## PAGE EXCERPT
((

My fever is gone and I’m feeling much better today. Whatever illness I had was nothing 19 hours in bed couldn’t fix!
The Seoul Asia Cup had a strong field. I normally don’t look at starts lists, and frankly don’t care, but since I was rooming with the slightly OCD Chris Tremonte, I had no choice but to hear detailed descriptions of the race’s favorites, Simon Thompson of Australia, and Dimitry Gaag of Kazakhstan, and several others that were on Chris’s radar. I found it humorous that while I prepared for the race by learning Korean phrases and reading about the culture, most of the other athletes (who claim not to have any free time) had looked at the start list in depth and somehow found time to analyze the field.
The swim was two laps, with a pontoon start. This was my first pontoon start, which was exciting. When the horn went off I watched everyone dive in. I don’t know if it was fear of diving that close to people, or if I was just caught off guard by the starting horn, but when I hit the water I was already at the feet of the men next to me. I dolphin kicked about 10 times and came up ahead of the field, then continued to sprint for a lead. The field was 50 men wide and the first turn was about 300 meters away. The pace was incredibly fast, but soon three Vs immerged. I was leading a pack near the center, with another group forming on my left and the largest on the right.
Here’s the really strange part of the swim: there were lane lines connecting the turn buoys. No citing needed. As such, the three packs quite suddenly rammed into each other as the group to the left merged into my group, which was already merging into the group on the right. Since there was no place for people on the lane line to go, the swim turned to chaos as athletes were shoved into the yellow rope.

))

## ENTRIES SHOWN
((

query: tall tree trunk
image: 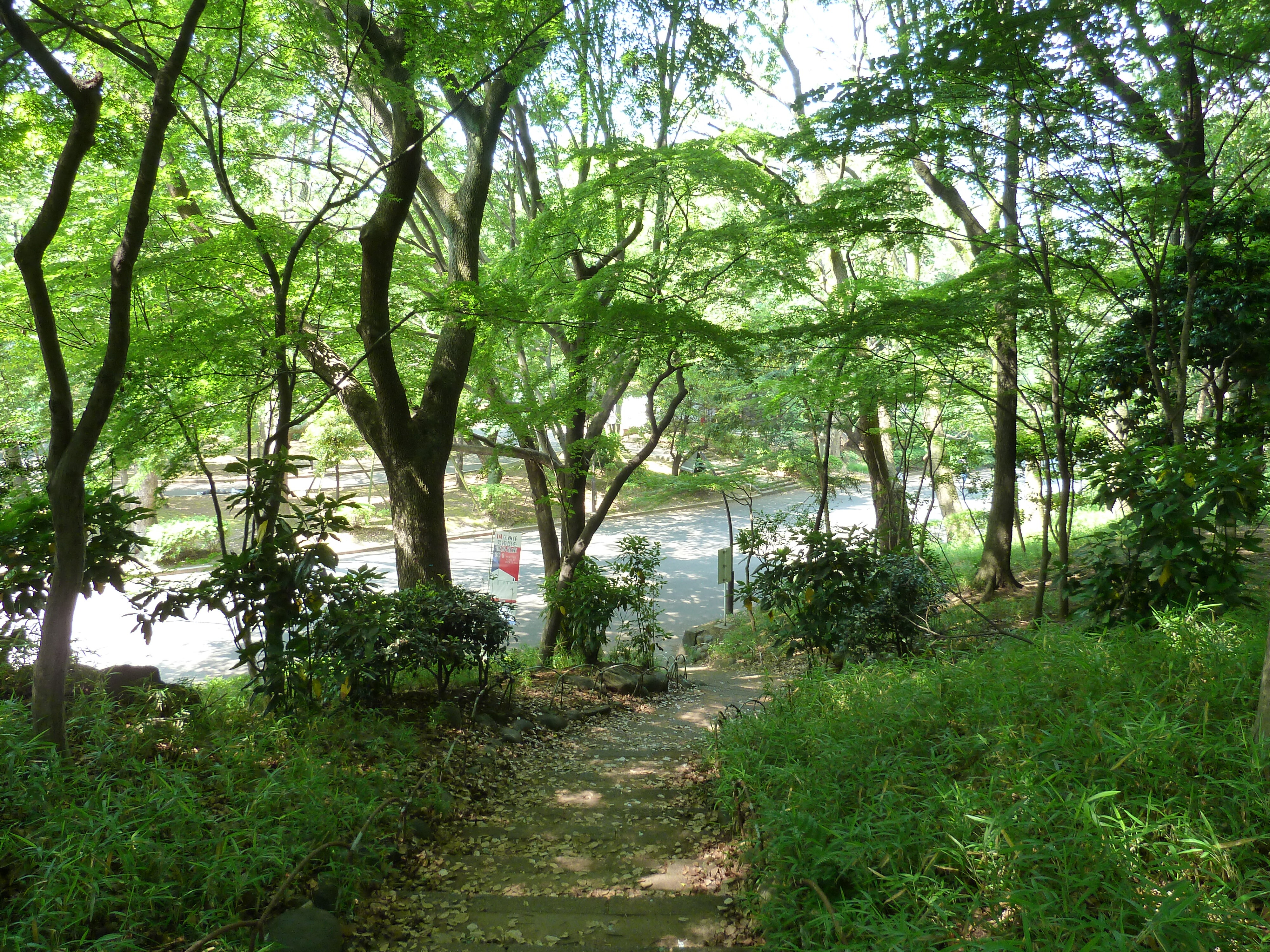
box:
[856,402,912,552]
[926,404,965,519]
[525,459,560,578]
[974,105,1020,595]
[538,366,688,664]
[9,0,207,750]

))

## BRIEF
Carry the Seoul Asia Cup race report forward from its last sentence, in the same first-person voice. None of the items above is needed for this.

## RESULT OF THIS EXERCISE
After the first turn I was on the feat f the leaders, and in 3rd or 4th position. Then I hit the lane line, which ripped off my cap. I’m glad my hair is not that long because I was able to keep going, and barely lost ground. A small gap started to open in front of me and as we rounded the second turn I had to kick hard to get away from the aggressive tapping of the swimmers behind me. I was just about able to close the gap when I hit the lane line again, this time losing my goggle straps. I flipped onto my back and was able to get my goggles back on, but was now in the middle of a large group of swimmers and not with the leaders. Pressed against the lane line it was impossible to find open water, so I sat on the feet of the swimmers in front of me and just hoped they would catch back on to the leaders. The pace for the first lap was extreme, and when we ran across the pontoon and dove back in for a second lap there was a significant lap between the four or five people surrounding me and the leaders. I was swimming agressively, and fighting for space, so as not to be shoved into the lane line again. Unfortunately, two of the guys near me were people I know, Steve Sexton (from Berkeley) and Andrew Curtayne (runner up at AG World last year), so I got an earful after the race about slapping hands and otherwise being an ass.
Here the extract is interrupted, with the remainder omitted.